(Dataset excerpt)
** Begin **
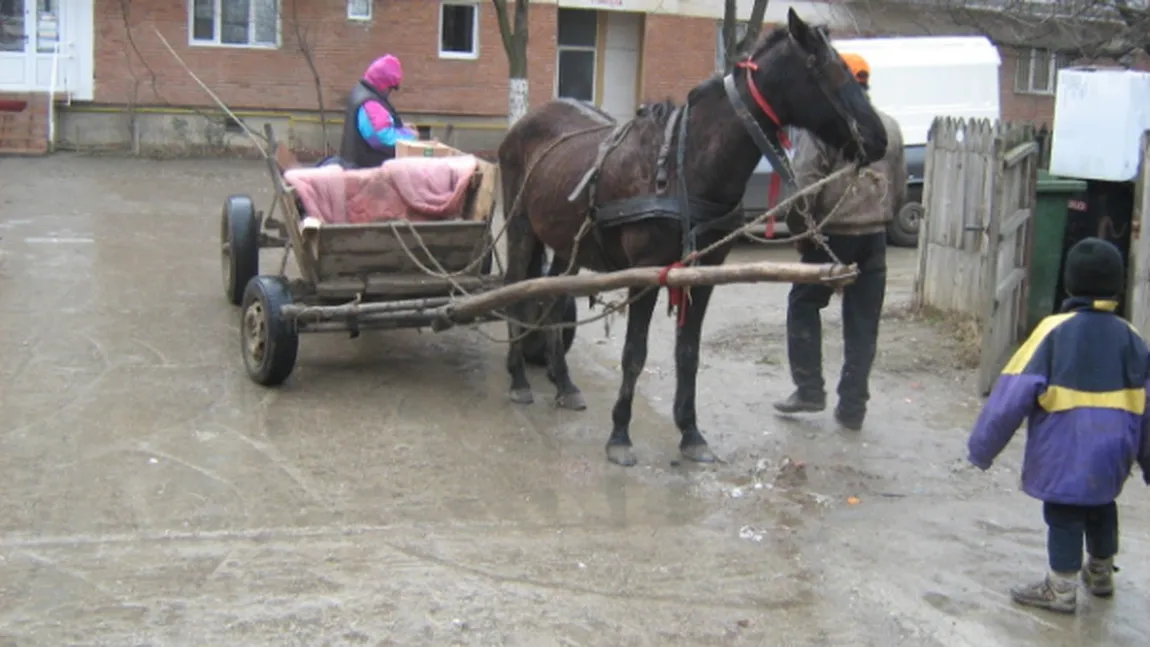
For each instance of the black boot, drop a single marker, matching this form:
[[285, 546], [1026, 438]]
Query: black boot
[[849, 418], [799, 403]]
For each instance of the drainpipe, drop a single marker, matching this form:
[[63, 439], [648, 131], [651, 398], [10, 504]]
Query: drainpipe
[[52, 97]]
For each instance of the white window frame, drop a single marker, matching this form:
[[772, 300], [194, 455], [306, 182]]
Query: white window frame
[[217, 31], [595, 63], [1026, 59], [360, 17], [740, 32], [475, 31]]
** End **
** Begin **
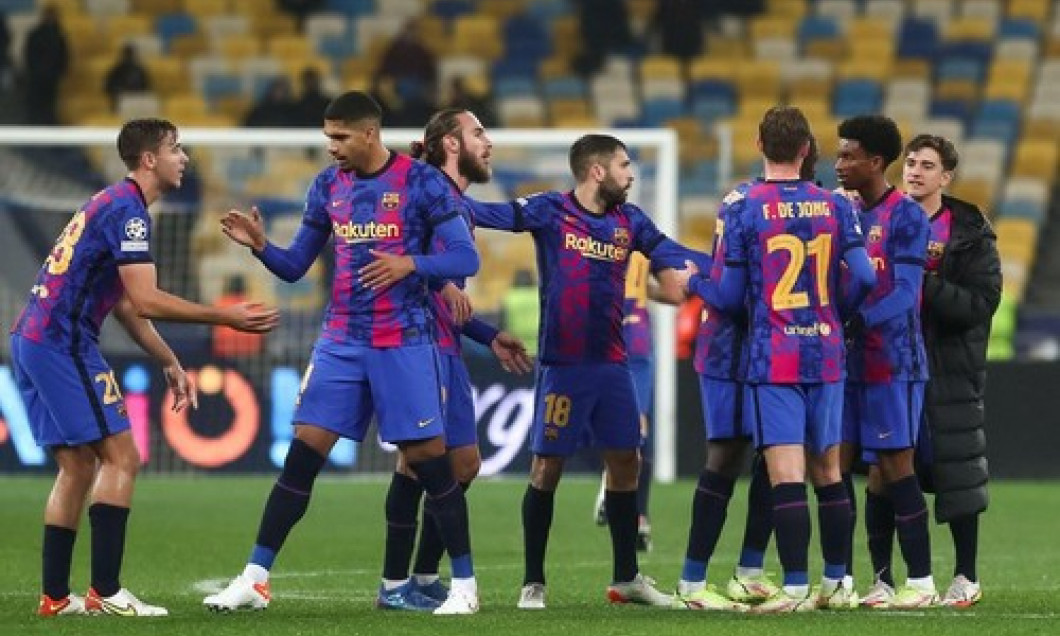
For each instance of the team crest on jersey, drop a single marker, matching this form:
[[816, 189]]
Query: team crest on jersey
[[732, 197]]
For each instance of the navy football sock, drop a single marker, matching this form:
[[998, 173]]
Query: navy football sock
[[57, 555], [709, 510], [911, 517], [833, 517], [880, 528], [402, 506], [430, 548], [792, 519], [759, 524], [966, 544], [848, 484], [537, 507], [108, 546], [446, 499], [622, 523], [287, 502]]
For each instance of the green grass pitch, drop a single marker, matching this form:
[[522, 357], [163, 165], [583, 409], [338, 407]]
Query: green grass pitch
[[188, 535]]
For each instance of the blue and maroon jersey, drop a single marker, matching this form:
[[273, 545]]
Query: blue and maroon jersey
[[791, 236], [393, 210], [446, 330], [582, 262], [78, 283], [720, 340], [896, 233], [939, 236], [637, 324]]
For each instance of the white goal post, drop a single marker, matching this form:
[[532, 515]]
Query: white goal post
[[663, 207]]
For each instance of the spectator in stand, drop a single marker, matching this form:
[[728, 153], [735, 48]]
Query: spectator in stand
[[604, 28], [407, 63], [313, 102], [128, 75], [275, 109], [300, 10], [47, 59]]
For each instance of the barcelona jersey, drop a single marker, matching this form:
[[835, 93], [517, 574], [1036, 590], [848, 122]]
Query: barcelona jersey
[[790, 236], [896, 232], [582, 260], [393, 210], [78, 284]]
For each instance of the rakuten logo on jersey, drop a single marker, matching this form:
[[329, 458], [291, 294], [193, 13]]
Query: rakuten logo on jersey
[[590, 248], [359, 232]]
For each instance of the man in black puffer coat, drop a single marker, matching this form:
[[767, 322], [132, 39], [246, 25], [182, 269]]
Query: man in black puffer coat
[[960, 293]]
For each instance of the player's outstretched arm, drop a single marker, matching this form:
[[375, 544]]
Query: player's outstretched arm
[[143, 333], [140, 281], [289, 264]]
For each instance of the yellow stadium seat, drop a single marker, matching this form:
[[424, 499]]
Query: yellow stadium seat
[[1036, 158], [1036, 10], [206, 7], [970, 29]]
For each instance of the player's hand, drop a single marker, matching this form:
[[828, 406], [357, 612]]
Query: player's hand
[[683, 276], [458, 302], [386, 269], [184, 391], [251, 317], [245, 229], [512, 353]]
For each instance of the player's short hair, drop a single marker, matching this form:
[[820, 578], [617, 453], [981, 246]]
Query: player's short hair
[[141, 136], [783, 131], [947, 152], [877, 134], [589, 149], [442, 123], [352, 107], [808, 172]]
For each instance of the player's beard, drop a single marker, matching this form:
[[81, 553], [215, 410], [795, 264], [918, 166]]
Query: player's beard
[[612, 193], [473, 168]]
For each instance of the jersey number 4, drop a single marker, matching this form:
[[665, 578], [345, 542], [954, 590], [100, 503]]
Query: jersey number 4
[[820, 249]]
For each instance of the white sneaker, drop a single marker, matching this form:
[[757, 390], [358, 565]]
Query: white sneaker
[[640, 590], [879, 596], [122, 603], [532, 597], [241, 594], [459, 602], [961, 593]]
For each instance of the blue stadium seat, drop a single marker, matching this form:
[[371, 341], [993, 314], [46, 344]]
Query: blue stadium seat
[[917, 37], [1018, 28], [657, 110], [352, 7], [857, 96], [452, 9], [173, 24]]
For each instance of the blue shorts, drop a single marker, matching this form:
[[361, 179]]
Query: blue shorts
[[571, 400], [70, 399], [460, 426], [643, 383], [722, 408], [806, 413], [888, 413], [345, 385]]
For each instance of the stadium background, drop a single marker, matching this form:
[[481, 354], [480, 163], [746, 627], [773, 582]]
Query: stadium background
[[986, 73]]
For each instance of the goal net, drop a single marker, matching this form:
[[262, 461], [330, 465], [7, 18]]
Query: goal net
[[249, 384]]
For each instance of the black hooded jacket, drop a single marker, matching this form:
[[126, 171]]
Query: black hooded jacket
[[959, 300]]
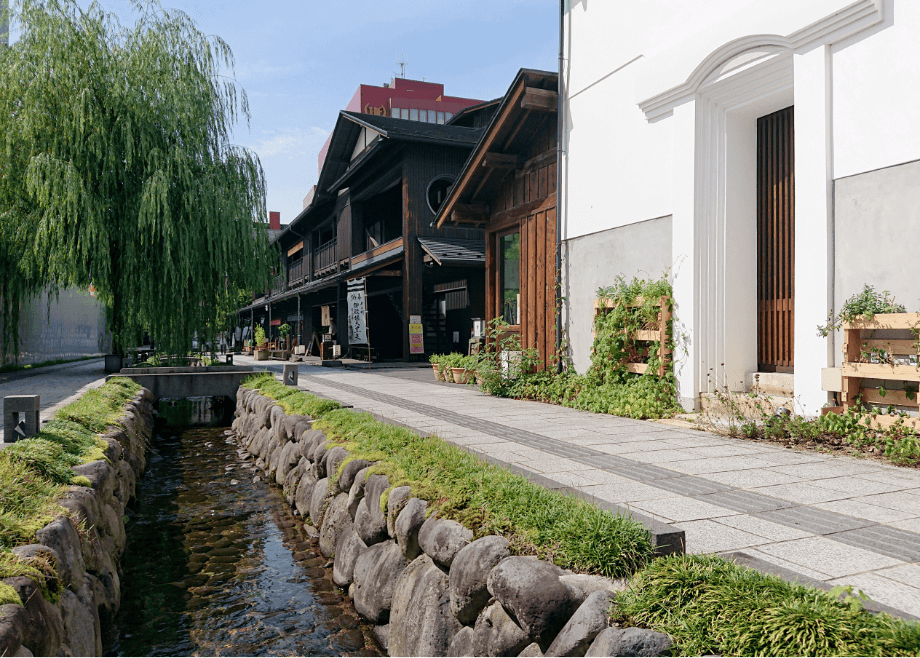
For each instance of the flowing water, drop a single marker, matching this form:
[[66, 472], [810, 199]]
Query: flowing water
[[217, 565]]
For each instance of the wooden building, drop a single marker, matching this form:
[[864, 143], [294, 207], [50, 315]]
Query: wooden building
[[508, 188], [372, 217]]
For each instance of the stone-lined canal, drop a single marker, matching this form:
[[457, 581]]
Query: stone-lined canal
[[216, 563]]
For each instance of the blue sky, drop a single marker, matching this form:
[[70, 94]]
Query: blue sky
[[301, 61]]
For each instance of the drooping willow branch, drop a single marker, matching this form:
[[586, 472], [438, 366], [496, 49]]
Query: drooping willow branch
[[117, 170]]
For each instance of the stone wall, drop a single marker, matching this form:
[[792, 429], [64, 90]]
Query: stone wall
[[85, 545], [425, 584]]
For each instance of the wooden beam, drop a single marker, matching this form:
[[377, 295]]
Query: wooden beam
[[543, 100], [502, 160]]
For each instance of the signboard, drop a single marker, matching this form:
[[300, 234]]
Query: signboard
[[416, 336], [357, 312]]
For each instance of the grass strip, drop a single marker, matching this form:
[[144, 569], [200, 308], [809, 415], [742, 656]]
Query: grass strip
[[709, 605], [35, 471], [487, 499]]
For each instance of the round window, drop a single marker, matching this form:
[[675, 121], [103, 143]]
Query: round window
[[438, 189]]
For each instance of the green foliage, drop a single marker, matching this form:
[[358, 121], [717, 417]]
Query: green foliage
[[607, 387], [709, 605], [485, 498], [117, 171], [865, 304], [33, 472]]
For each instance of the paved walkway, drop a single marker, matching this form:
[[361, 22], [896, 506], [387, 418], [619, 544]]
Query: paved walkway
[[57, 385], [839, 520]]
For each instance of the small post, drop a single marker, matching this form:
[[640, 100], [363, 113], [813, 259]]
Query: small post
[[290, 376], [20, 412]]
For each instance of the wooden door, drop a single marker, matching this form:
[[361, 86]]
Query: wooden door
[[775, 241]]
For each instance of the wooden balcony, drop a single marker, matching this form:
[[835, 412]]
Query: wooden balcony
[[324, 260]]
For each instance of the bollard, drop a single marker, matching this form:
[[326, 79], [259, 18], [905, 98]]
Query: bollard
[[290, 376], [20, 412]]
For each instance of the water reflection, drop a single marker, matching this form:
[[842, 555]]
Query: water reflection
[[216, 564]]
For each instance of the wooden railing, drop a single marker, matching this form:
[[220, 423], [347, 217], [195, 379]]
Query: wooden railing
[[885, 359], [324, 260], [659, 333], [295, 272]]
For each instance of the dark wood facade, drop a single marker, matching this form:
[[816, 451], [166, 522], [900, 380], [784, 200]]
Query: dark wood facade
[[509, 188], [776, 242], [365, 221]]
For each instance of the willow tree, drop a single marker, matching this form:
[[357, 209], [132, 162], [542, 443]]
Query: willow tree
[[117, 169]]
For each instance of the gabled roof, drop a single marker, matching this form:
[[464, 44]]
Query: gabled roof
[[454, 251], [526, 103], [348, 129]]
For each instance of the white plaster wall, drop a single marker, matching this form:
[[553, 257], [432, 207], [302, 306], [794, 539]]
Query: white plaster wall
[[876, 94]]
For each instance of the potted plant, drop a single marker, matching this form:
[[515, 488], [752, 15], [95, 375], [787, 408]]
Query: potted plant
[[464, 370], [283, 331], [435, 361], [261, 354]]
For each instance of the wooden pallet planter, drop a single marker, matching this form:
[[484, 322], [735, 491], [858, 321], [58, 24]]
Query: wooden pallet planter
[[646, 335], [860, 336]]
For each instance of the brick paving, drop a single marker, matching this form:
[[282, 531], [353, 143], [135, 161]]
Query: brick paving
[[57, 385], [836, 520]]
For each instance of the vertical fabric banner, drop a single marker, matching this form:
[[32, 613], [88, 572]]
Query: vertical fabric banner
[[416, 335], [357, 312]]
** End **
Exercise details:
Write out again the rows from the line that contains "For each instance of the dark" through the line that contains "[[117, 169]]", requests included. Shift each point coordinate in the answers by adding 136 to it, and leave the requests and their format samples unchanged.

Output of the exercise:
For each instance of the dark wood facade, drop a single marker, matching this form:
[[816, 451], [166, 522], [900, 380], [784, 200]]
Query: dark wood facade
[[645, 324], [912, 378], [501, 357]]
For each instance of the willow tree, drop a single marker, matching this form:
[[357, 209], [132, 162], [542, 443]]
Query: willow tree
[[253, 305]]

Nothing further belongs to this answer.